━━━ Reading text

Listen to your body’s wisdom; it is aware of what it needs, wants and desires. However, our conscious mind is needed as well, for building healthy limits in advance. Remember, just because your body might enjoy something in the moment does not mean it is a good idea. Consider who else will be affected by your choices. Will those marks affect your work in the default world, or that night of hot nookie send you home to your spouse with an STI? Will that weekend of crazy interactions have you coming home exhausted and unable to work on Monday?
Thinking about these issues in advance will help plant the seed for living responsibly when the kink event comes around. In the case of STDs/STIs, this includes reading the STI Awareness section of
Appendix 4E
, and becoming aware of your own pre-existing health concerns. And remember, different bodies have different realities: for example, different skin types mark differently; “cell popping” is not always in fact “temporary branding” . . . but is in fact straight-up branding if you keloid (quite likely if, for example, you are of African descent).
Emotional limits, needs, wants and desires
In addition to the considerations to meet your physical needs, it’s important to plan for your emotional needs as well. How much attention from your lover do you think you’ll need to feel connected? How much time will you need alone? Are there specific people who you know will be a drain on your energy? Do you really want to challenge yourself to flirt with someone new? Brainstorm these things in advance!
Time
The day only has 24 hours, and there’s so much to do! Consider ahead of time how much sleep you will need, the time it will take to eat, shower, and get dressed, and, of course, the time needed for that impromptu conversation that may change your life. There will be other events, you don’t need to do it all at once. Consider whether your top priority should be quantity or quality.

━━━━━━
━━━ Supplied material

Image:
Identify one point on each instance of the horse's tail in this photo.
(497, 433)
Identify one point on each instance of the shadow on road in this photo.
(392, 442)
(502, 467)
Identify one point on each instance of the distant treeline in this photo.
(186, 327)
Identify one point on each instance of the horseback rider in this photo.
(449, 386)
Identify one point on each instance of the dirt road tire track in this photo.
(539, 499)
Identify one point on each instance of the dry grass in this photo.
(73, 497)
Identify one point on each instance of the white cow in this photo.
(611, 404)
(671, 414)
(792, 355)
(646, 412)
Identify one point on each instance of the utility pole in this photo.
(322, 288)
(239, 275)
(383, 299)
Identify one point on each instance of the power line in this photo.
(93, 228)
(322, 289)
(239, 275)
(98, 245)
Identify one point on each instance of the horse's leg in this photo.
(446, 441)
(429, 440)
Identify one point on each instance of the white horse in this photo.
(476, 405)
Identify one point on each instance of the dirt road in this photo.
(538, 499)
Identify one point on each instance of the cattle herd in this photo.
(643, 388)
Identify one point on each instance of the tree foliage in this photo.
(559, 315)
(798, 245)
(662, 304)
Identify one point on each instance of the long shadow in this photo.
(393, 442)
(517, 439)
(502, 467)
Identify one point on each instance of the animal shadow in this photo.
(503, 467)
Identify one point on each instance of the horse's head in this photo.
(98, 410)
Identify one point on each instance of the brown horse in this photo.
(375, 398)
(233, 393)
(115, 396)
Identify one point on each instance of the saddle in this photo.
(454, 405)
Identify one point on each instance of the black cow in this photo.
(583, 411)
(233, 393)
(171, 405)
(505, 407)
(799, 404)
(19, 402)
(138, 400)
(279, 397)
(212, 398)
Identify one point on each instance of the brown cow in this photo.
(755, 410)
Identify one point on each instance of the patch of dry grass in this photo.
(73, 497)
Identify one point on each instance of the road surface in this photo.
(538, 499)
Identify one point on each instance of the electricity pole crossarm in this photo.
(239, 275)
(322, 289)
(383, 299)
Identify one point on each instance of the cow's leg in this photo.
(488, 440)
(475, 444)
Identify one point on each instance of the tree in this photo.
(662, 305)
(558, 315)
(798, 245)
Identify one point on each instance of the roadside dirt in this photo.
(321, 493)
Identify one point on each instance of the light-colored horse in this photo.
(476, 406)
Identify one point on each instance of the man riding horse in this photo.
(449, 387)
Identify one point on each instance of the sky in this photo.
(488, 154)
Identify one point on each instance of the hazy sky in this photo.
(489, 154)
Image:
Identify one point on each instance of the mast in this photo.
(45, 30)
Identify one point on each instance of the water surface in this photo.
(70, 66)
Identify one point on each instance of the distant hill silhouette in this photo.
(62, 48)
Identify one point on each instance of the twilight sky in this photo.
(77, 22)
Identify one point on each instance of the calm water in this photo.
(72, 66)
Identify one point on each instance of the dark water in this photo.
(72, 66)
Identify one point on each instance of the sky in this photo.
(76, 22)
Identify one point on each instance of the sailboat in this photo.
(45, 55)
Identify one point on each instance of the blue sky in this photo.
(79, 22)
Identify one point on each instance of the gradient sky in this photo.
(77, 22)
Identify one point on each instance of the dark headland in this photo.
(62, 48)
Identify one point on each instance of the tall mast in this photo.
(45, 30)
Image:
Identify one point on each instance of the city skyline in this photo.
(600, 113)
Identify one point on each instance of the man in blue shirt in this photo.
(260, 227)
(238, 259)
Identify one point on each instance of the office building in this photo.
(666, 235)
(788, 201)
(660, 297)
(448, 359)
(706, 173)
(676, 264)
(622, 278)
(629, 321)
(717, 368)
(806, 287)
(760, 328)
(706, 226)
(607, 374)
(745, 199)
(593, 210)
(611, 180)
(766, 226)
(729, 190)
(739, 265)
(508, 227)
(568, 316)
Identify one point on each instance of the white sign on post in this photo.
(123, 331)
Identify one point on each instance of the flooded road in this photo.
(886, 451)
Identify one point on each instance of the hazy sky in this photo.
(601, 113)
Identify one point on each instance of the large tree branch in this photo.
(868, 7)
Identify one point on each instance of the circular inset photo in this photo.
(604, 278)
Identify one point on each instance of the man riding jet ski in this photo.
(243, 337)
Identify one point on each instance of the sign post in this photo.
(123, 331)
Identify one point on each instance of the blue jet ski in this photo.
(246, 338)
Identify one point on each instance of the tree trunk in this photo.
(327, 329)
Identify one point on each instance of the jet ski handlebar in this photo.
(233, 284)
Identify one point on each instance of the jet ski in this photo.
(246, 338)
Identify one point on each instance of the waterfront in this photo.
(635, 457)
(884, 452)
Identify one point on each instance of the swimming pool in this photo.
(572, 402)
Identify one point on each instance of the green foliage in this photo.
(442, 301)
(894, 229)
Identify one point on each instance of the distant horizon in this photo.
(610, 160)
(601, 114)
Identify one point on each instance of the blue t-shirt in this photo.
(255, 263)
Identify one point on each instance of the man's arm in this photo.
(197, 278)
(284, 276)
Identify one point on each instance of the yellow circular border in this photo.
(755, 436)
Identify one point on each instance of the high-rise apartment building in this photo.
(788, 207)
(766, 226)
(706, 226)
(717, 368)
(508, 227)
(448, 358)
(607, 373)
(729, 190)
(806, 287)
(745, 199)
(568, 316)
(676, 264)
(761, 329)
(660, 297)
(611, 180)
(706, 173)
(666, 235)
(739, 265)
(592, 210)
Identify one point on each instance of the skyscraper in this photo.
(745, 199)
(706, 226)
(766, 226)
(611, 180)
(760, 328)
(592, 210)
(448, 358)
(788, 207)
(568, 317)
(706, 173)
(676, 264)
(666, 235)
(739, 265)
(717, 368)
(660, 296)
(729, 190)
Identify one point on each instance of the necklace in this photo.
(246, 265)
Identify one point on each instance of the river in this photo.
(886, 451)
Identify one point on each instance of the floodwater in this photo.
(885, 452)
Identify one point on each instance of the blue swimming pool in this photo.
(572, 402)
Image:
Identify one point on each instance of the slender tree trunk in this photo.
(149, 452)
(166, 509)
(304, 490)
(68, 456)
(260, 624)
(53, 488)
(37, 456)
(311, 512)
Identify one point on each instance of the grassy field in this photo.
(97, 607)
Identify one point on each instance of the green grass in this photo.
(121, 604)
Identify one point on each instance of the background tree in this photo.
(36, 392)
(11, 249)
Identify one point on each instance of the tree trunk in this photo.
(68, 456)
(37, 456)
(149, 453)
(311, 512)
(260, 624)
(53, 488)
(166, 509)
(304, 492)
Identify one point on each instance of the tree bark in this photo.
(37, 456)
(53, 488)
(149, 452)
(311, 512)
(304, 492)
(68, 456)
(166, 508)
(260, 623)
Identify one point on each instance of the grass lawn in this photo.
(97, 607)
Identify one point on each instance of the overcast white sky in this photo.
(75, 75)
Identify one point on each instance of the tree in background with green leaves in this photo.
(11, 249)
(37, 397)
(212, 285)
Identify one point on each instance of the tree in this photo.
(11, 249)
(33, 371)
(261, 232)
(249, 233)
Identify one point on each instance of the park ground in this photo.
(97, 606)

━━━━━━

-- Aim A --
According to the planning guide, what should readers go through in advance to prepare regarding STDs/STIs?
-- Aim B --
Sum up the planning guide in two sentences.
-- Aim C --
Reproduce the stretch of the planning guide from "Emotional limits, needs, wants" through "things in advance!".

-- Correct response A --
The STI Awareness section of Appendix 4E.

-- Correct response B --
The guide urges readers to listen to their bodies while setting healthy limits in advance, considering who else their choices will affect and their own pre-existing health concerns. It also advises planning ahead for emotional needs and for limited time, including sleep, eating, showering and getting dressed, and deciding whether quantity or quality comes first.

-- Correct response C --
Emotional limits, needs, wants and desires
In addition to the considerations to meet your physical needs, it’s important to plan for your emotional needs as well. How much attention from your lover do you think you’ll need to feel connected? How much time will you need alone? Are there specific people who you know will be a drain on your energy? Do you really want to challenge yourself to flirt with someone new? Brainstorm these things in advance!